Short task:
Arrange every line of the records below as a JSON list of strings, one string per line, with blank lines skipped. Leave the pictures out of the answer.

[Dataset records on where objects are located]
##########

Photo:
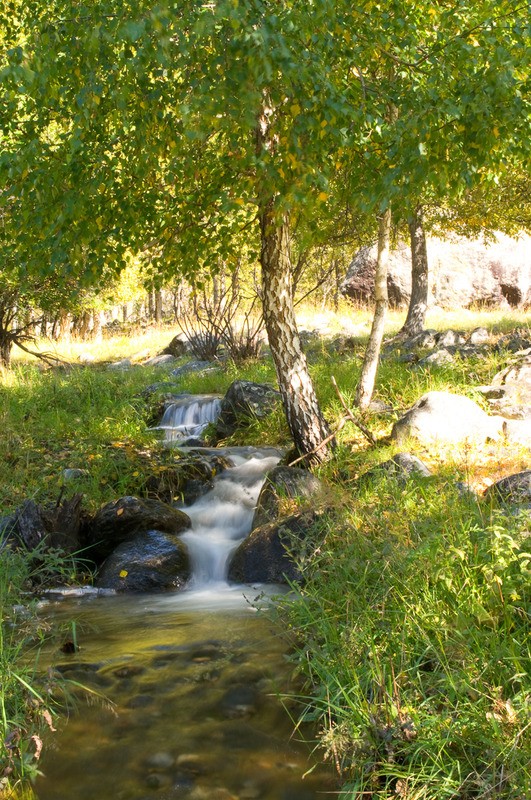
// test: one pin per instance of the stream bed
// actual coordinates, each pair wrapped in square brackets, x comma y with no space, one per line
[188,707]
[188,683]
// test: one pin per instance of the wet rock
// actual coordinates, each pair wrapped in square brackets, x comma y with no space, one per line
[162,761]
[446,418]
[140,701]
[151,561]
[245,400]
[187,479]
[479,336]
[157,780]
[514,342]
[512,489]
[270,552]
[193,366]
[239,701]
[283,484]
[123,519]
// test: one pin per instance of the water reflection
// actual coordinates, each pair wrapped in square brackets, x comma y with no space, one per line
[195,683]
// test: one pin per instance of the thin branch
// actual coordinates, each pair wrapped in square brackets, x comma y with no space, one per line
[350,416]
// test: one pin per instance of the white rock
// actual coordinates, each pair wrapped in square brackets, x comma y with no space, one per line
[447,418]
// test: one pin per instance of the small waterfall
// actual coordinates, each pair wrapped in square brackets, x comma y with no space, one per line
[223,516]
[188,416]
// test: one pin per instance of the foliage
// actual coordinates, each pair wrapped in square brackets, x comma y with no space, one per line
[225,320]
[29,697]
[396,574]
[413,632]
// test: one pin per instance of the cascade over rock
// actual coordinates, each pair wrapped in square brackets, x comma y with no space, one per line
[124,518]
[151,561]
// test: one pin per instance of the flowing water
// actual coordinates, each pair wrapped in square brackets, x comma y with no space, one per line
[188,683]
[188,416]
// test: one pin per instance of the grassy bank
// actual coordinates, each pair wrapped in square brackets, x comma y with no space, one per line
[412,630]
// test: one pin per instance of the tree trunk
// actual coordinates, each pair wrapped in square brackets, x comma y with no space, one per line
[6,345]
[418,303]
[158,306]
[372,351]
[307,425]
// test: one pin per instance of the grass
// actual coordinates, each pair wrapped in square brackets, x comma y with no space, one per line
[412,629]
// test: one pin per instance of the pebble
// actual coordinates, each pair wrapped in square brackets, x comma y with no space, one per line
[160,761]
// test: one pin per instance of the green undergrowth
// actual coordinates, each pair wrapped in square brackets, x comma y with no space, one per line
[412,629]
[413,633]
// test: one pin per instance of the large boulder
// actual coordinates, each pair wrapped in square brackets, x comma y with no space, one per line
[151,561]
[270,553]
[245,399]
[445,418]
[123,519]
[281,484]
[463,272]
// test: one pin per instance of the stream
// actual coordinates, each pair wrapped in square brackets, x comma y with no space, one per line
[187,686]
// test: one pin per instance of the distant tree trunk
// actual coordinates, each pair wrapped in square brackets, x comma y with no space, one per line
[372,351]
[158,306]
[307,425]
[96,325]
[83,325]
[6,345]
[418,304]
[151,305]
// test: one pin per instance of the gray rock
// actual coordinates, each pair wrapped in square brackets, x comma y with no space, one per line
[74,474]
[512,489]
[245,400]
[186,479]
[446,418]
[121,520]
[401,466]
[463,272]
[436,359]
[479,336]
[124,364]
[518,431]
[283,483]
[193,366]
[270,553]
[151,561]
[161,360]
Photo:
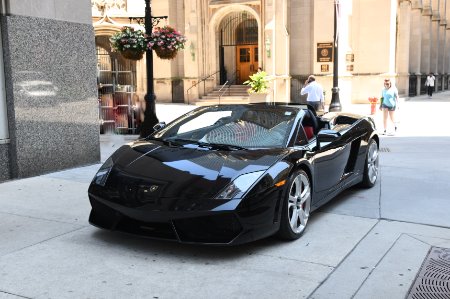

##########

Solution to the exercise:
[
  "Photo:",
  "// test: one pin per instance of the stream bed",
  "// actual coordinates, each pair wrapped in square brackets, x comma y with no space, one per line",
  "[188,707]",
  "[188,683]",
  "// test: one pin per instance of the wet rock",
  "// actual coordinates, each pair wrapped in square brackets, x comma y with no space, one per line",
  "[162,761]",
  "[446,418]",
  "[140,701]",
  "[151,561]",
  "[245,400]",
  "[187,479]",
  "[479,336]",
  "[157,780]",
  "[514,342]",
  "[512,489]",
  "[270,552]",
  "[193,366]",
  "[239,701]",
  "[283,484]",
  "[123,519]",
  "// test: one pin per instance of the water reflection",
  "// actual coordinates, each pair wrapped in square brackets, x comma y with no space, one per line",
  "[195,683]",
  "// test: one pin per instance of the thin branch",
  "// actual coordinates, each pair wrapped in square brackets, x comma y with no space, one per line",
  "[350,416]",
  "// test: one pin per instance of the white rock",
  "// actual coordinates, each pair wrapped in square brackets, x comma y with no space, one per line",
  "[447,418]",
  "// test: one pin per instance of the small waterfall",
  "// actual coordinates, each pair wrapped in square brackets, x comma y with no space, one per line",
  "[223,516]",
  "[188,416]",
  "// test: one pin per instance of the foliage",
  "// actual coordinates, each pair wrapped in square brackets, x comma y with no space, one per line",
  "[225,320]",
  "[29,697]",
  "[396,574]",
  "[413,632]",
  "// test: one pin per instance of the cascade over rock",
  "// actual coordinates, each pair wrapped in square brackets, x comma y with no space, one per line",
  "[124,518]",
  "[151,561]",
  "// test: one pin per instance of the flowing water",
  "// actual coordinates, each pair wrapped in square brackets, x comma y with no space, one per line",
  "[188,683]",
  "[188,416]",
  "// test: one pin per instance of the grassy bank",
  "// actual coordinates, each pair wrapped in square brackets, x comma y with no space, one per line",
  "[412,630]",
  "// test: one pin per instance of the tree trunk",
  "// actual coordinates, each pair wrapped in square brackets, x comma y with no space, one per line",
  "[6,345]",
  "[418,303]",
  "[158,306]",
  "[372,351]",
  "[307,425]",
  "// test: one pin per instance of the grass",
  "// actual coordinates, each pair wrapped in square brackets, x comma y with no space, one per line",
  "[412,629]",
  "// test: one pin per instance of the pebble",
  "// actual coordinates, each pair wrapped in square brackets, x comma y with no space, one per line",
  "[160,761]",
  "// test: one pin per instance of the green undergrowth",
  "// actual coordinates, each pair wrapped in square brackets, x comma y with no space, one per line",
  "[412,629]",
  "[413,633]",
  "// test: one pin per instance of the large boulder",
  "// actual coordinates, each pair wrapped in square brackets, x comma y with no space, one per line",
  "[151,561]",
  "[270,553]",
  "[245,399]",
  "[445,418]",
  "[123,519]",
  "[281,484]",
  "[463,272]",
  "// test: one pin per instance of the stream",
  "// actual coordinates, each pair wrapped in square brackets, x comma y with no space, one per line",
  "[187,686]",
  "// test: one pin per instance of the distant tree trunk",
  "// actual coordinates, each pair wrapped in square brackets, x comma y with no space, one per line",
  "[372,351]",
  "[158,306]",
  "[307,425]",
  "[96,325]",
  "[83,325]",
  "[6,345]",
  "[418,304]",
  "[151,305]",
  "// test: one pin per instance of the gray rock",
  "// actual coordinates, each pair wrapped in square brackets, x comma y with no space, one per line",
  "[74,474]",
  "[512,489]",
  "[245,400]",
  "[186,479]",
  "[446,418]",
  "[121,520]",
  "[401,466]",
  "[463,272]",
  "[436,359]",
  "[479,336]",
  "[124,364]",
  "[518,431]",
  "[283,483]",
  "[193,366]",
  "[270,553]",
  "[151,561]",
  "[161,360]",
  "Photo:"
]